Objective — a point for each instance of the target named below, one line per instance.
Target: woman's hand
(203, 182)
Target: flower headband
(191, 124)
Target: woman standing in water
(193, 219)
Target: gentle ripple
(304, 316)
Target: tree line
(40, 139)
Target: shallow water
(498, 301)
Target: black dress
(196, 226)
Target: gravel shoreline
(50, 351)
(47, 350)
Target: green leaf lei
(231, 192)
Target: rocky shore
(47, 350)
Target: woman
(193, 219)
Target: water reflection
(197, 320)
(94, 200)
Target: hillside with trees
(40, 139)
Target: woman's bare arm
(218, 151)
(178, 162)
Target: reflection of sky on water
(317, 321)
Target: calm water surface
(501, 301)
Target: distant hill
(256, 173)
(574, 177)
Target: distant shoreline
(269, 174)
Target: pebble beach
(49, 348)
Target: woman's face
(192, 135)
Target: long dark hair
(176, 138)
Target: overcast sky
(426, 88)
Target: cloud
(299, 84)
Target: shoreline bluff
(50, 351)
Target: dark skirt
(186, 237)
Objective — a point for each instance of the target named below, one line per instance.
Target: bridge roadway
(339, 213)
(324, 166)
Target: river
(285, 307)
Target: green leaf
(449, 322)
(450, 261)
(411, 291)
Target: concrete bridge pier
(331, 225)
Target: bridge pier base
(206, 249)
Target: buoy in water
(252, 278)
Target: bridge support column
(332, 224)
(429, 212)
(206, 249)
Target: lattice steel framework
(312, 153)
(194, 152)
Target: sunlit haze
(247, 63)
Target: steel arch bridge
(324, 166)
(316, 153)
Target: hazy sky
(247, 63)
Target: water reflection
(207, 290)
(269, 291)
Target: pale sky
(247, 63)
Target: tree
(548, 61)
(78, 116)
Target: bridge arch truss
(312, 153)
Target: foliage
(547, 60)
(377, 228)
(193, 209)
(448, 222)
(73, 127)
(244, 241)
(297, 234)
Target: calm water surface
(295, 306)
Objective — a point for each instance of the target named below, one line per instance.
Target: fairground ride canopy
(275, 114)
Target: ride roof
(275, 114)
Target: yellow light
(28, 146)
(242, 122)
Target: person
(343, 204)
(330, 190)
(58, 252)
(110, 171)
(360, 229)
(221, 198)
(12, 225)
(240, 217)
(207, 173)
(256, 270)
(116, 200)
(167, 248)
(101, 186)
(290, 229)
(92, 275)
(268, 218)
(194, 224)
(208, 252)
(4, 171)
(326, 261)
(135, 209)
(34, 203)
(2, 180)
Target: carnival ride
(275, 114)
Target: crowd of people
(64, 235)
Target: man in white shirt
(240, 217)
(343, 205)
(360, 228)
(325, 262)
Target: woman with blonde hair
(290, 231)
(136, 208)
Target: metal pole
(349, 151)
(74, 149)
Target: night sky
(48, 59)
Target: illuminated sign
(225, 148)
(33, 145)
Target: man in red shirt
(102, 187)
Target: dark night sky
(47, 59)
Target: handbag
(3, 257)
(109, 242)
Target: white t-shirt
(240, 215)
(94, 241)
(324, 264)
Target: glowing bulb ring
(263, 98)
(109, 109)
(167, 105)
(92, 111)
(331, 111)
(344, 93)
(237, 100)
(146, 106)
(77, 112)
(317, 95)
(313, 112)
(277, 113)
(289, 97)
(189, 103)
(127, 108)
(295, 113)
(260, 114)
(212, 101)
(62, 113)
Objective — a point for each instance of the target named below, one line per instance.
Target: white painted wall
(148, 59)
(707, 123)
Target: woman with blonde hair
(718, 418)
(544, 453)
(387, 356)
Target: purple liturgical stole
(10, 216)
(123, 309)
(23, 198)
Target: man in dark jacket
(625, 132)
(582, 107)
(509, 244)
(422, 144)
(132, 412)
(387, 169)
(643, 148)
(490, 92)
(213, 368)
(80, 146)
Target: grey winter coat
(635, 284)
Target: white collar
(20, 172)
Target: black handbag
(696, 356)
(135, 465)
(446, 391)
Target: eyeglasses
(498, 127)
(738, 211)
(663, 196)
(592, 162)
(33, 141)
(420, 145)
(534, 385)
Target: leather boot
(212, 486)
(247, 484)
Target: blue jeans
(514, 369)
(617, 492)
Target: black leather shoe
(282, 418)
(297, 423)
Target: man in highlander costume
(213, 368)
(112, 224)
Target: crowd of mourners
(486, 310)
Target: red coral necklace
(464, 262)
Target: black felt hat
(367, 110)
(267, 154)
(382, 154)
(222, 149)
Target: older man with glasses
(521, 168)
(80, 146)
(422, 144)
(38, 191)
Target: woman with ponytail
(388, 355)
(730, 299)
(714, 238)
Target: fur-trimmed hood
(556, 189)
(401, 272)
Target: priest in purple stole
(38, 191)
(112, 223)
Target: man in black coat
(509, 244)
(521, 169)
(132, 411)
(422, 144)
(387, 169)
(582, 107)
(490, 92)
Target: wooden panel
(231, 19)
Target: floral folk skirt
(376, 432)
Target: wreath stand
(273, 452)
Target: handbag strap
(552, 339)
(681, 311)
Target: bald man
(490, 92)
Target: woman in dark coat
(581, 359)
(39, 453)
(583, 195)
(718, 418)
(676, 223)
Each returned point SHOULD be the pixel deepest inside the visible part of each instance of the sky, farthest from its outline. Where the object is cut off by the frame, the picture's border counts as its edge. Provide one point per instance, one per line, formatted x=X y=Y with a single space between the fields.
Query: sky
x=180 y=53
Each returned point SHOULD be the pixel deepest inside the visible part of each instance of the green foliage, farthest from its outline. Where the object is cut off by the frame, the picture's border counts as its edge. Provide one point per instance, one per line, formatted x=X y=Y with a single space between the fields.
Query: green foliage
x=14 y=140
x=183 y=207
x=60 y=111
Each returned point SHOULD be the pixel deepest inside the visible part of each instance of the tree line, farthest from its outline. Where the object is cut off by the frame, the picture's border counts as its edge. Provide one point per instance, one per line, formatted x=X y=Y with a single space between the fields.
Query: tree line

━━━━━━━━━━

__Your assignment__:
Repeat the data verbatim.

__Task result__:
Objective — a point for each instance of the target named below, one line per instance.
Target: woman's hand
(203, 182)
Target: flower headband
(191, 124)
Target: woman standing in water
(193, 219)
Target: gentle ripple
(304, 316)
Target: tree line
(40, 139)
Target: shallow water
(498, 301)
Target: black dress
(196, 226)
Target: gravel shoreline
(50, 351)
(47, 350)
Target: green leaf lei
(231, 192)
Target: rocky shore
(47, 350)
Target: woman
(193, 219)
Target: water reflection
(197, 320)
(94, 200)
Target: hillside with trees
(40, 139)
Target: woman's bare arm
(218, 151)
(178, 162)
Target: reflection of sky on water
(317, 321)
Target: calm water surface
(501, 301)
Target: distant hill
(256, 173)
(574, 177)
Target: distant shoreline
(269, 174)
Target: pebble beach
(49, 348)
Target: woman's face
(192, 135)
Target: long dark hair
(176, 138)
Target: overcast sky
(426, 88)
Target: cloud
(299, 84)
Target: shoreline bluff
(50, 351)
Target: dark skirt
(186, 237)
Objective — a point for each instance of the target named below, one line per instance.
Target: bridge roadway
(339, 213)
(324, 166)
Target: river
(285, 307)
Target: green leaf
(449, 322)
(450, 261)
(411, 291)
Target: concrete bridge pier
(331, 225)
Target: bridge pier base
(206, 249)
Target: buoy in water
(252, 278)
Target: bridge support column
(332, 224)
(429, 212)
(206, 249)
Target: lattice steel framework
(312, 153)
(194, 152)
Target: sunlit haze
(247, 63)
Target: steel arch bridge
(324, 166)
(316, 153)
Target: hazy sky
(247, 63)
Target: water reflection
(207, 290)
(269, 291)
Target: pale sky
(247, 63)
Target: tree
(548, 61)
(78, 116)
Target: bridge arch truss
(312, 153)
Target: foliage
(547, 60)
(377, 228)
(193, 209)
(448, 222)
(73, 127)
(244, 241)
(297, 234)
Target: calm water surface
(295, 306)
Objective — a point for each instance of the target named below, one line per instance.
Target: fairground ride canopy
(275, 114)
Target: ride roof
(275, 114)
Target: yellow light
(28, 146)
(242, 122)
Target: person
(343, 204)
(330, 190)
(58, 252)
(110, 171)
(360, 229)
(221, 198)
(12, 225)
(240, 217)
(207, 173)
(256, 270)
(116, 200)
(167, 248)
(101, 186)
(290, 229)
(92, 275)
(268, 218)
(194, 224)
(208, 252)
(4, 171)
(326, 261)
(135, 209)
(34, 203)
(2, 180)
Target: carnival ride
(275, 114)
Target: crowd of people
(64, 235)
Target: man in white shirt
(240, 217)
(343, 205)
(360, 228)
(325, 262)
Target: woman with blonde hair
(290, 231)
(136, 208)
Target: metal pole
(349, 151)
(74, 149)
Target: night sky
(48, 59)
Target: illuminated sign
(225, 148)
(33, 145)
Target: man in red shirt
(102, 187)
Target: dark night sky
(47, 59)
Target: handbag
(3, 257)
(109, 242)
Target: white t-shirt
(240, 215)
(94, 241)
(324, 264)
Target: glowing bulb ring
(263, 98)
(109, 109)
(167, 105)
(92, 111)
(331, 111)
(344, 93)
(237, 100)
(146, 106)
(77, 112)
(317, 95)
(313, 112)
(277, 113)
(289, 97)
(189, 103)
(127, 108)
(295, 113)
(260, 114)
(212, 101)
(62, 113)
Objective — a point for each instance of the target named below, one line per instance.
Target: white painted wall
(148, 59)
(707, 123)
Target: woman with blonde hair
(718, 418)
(544, 453)
(387, 356)
Target: purple liturgical stole
(10, 216)
(123, 309)
(23, 198)
Target: man in dark jacket
(625, 132)
(582, 107)
(509, 244)
(422, 144)
(132, 412)
(387, 169)
(643, 148)
(490, 92)
(213, 368)
(80, 146)
Target: grey winter coat
(635, 284)
Target: white collar
(20, 172)
Target: black handbag
(696, 356)
(135, 465)
(446, 391)
Target: eyeglasses
(498, 127)
(738, 211)
(663, 196)
(592, 162)
(33, 141)
(420, 145)
(534, 385)
Target: leather boot
(212, 486)
(247, 484)
Target: blue jeans
(514, 369)
(617, 492)
Target: black leather shoe
(282, 418)
(297, 423)
Target: man in highlander costume
(213, 368)
(112, 224)
Target: crowd of mourners
(486, 310)
Target: red coral necklace
(464, 262)
Target: black felt hat
(367, 110)
(267, 154)
(382, 154)
(222, 149)
Target: older man with glasses
(521, 168)
(80, 146)
(422, 144)
(38, 191)
Target: woman with ponytail
(388, 355)
(730, 299)
(714, 238)
Target: fur-trimmed hood
(556, 189)
(401, 272)
Target: priest in purple stole
(38, 191)
(112, 223)
Target: man in black coat
(509, 244)
(521, 169)
(132, 411)
(422, 144)
(387, 169)
(582, 107)
(490, 92)
Target: wooden panel
(231, 19)
Target: floral folk skirt
(376, 432)
Target: wreath stand
(273, 452)
Target: handbag strap
(552, 339)
(681, 311)
Target: bald man
(490, 92)
Target: woman in dark coat
(581, 359)
(39, 453)
(583, 195)
(718, 418)
(676, 223)
Each returned point SHOULD be the pixel deepest inside the visible part of each instance of the sky, farthest from its outline. Where the object is cut off by the frame, the picture's border counts as its edge. Provide one point per instance, one per line, formatted x=X y=Y with a single space between the fields.
Query: sky
x=180 y=53
Each returned point SHOULD be the pixel deepest inside the visible part of each instance of the green foliage, farthest from its outline. Where the object is cut off by the frame, the picture's border counts as its edge. Provide one point per instance, one per line, formatted x=X y=Y with a single space between the fields.
Query: green foliage
x=14 y=140
x=183 y=207
x=60 y=111
Each returned point SHOULD be the pixel deepest inside the visible part of each instance of the tree line, farthest from its outline. Where the object is cut off by the frame, the picture's border counts as its edge. Provide one point per instance, one per line, formatted x=X y=Y with a single space between the fields.
Query: tree line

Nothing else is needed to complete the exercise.